(Collected data entries)

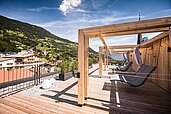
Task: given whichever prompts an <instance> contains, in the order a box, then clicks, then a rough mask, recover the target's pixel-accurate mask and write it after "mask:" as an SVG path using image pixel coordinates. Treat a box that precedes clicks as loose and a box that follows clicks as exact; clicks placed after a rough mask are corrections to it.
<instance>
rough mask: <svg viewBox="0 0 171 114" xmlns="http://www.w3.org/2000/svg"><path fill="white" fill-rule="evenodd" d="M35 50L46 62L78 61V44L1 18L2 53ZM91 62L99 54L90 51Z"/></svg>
mask: <svg viewBox="0 0 171 114" xmlns="http://www.w3.org/2000/svg"><path fill="white" fill-rule="evenodd" d="M30 48H33V49H34V53H35V54H37V55H38V56H40V57H41V58H43V60H44V61H47V62H49V61H51V62H53V61H56V60H68V59H69V60H70V59H73V60H77V49H78V44H77V43H75V42H72V41H69V40H67V39H63V38H60V37H58V36H56V35H54V34H52V33H50V32H49V31H47V30H45V29H44V28H42V27H38V26H35V25H31V24H28V23H23V22H20V21H17V20H13V19H9V18H6V17H3V16H0V52H19V51H21V50H28V49H30ZM89 55H90V59H91V61H94V59H95V58H96V57H97V55H98V54H97V52H95V51H94V50H92V49H89Z"/></svg>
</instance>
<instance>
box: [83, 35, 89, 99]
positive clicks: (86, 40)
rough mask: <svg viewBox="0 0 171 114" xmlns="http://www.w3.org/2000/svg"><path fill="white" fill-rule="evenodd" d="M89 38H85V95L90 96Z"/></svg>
mask: <svg viewBox="0 0 171 114" xmlns="http://www.w3.org/2000/svg"><path fill="white" fill-rule="evenodd" d="M88 47H89V39H87V38H85V44H84V63H85V64H84V70H85V71H84V97H85V98H86V99H87V98H88V82H89V78H88V58H89V55H88V51H89V48H88Z"/></svg>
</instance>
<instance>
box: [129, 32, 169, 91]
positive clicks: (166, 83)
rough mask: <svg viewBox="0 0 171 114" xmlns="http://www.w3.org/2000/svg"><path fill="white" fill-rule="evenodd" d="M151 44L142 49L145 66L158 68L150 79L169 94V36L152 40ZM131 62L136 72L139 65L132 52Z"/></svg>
mask: <svg viewBox="0 0 171 114" xmlns="http://www.w3.org/2000/svg"><path fill="white" fill-rule="evenodd" d="M152 40H153V42H150V43H148V42H147V43H144V44H146V45H143V47H140V49H139V50H140V53H141V58H142V62H143V64H147V65H151V66H157V69H156V70H155V72H154V73H153V74H152V75H151V76H150V77H149V79H150V80H151V81H152V82H154V83H155V84H157V85H159V86H160V87H161V88H163V89H165V90H166V91H168V92H171V52H169V51H168V47H169V36H168V35H167V36H164V37H163V38H160V39H157V40H155V38H153V39H151V40H150V41H152ZM131 55H132V57H131V60H132V61H133V62H134V63H133V65H132V66H133V70H136V68H137V65H136V62H135V60H134V55H133V53H132V52H131Z"/></svg>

• _Problem statement_
Repeat the lines exactly as they stand, from the opening line of the data through the line with "positive clicks: (166, 83)". Pictures stay out of the copy.

• _Output_
Task: given whichever prompts an <instance> contains, in the order a box, then clicks, then a rough mask, recover the target's pixel-accurate mask and write it after "mask:" as an SVG path using image pixel coordinates. Treat a box that precedes clicks as loose and a box that follows clicks as exact; clicks placed after a rough mask are corrections to it.
<instance>
rough mask: <svg viewBox="0 0 171 114" xmlns="http://www.w3.org/2000/svg"><path fill="white" fill-rule="evenodd" d="M35 50L46 62L78 61V44L1 18L2 53ZM91 62L99 54L90 51Z"/></svg>
mask: <svg viewBox="0 0 171 114" xmlns="http://www.w3.org/2000/svg"><path fill="white" fill-rule="evenodd" d="M30 48H33V49H34V53H35V54H37V55H38V56H40V57H41V58H43V60H44V61H47V62H49V61H51V62H53V61H56V60H68V59H69V60H70V59H73V60H77V49H78V44H77V43H75V42H72V41H69V40H67V39H63V38H60V37H58V36H56V35H54V34H52V33H50V32H49V31H47V30H45V29H44V28H42V27H38V26H35V25H31V24H28V23H23V22H20V21H17V20H13V19H9V18H6V17H3V16H0V52H19V51H21V50H28V49H30ZM89 55H90V59H91V61H94V59H95V58H96V57H97V55H98V54H97V52H95V51H94V50H92V49H89Z"/></svg>
</instance>
<instance>
box: [83, 35, 89, 99]
positive clicks: (86, 40)
rough mask: <svg viewBox="0 0 171 114" xmlns="http://www.w3.org/2000/svg"><path fill="white" fill-rule="evenodd" d="M89 38H85V95L90 96Z"/></svg>
mask: <svg viewBox="0 0 171 114" xmlns="http://www.w3.org/2000/svg"><path fill="white" fill-rule="evenodd" d="M88 47H89V39H87V38H85V44H84V63H85V64H84V70H85V71H84V97H85V98H86V99H87V98H88V82H89V78H88V58H89V55H88V51H89V48H88Z"/></svg>
</instance>
<instance>
box: [129, 32, 169, 91]
positive clicks: (166, 83)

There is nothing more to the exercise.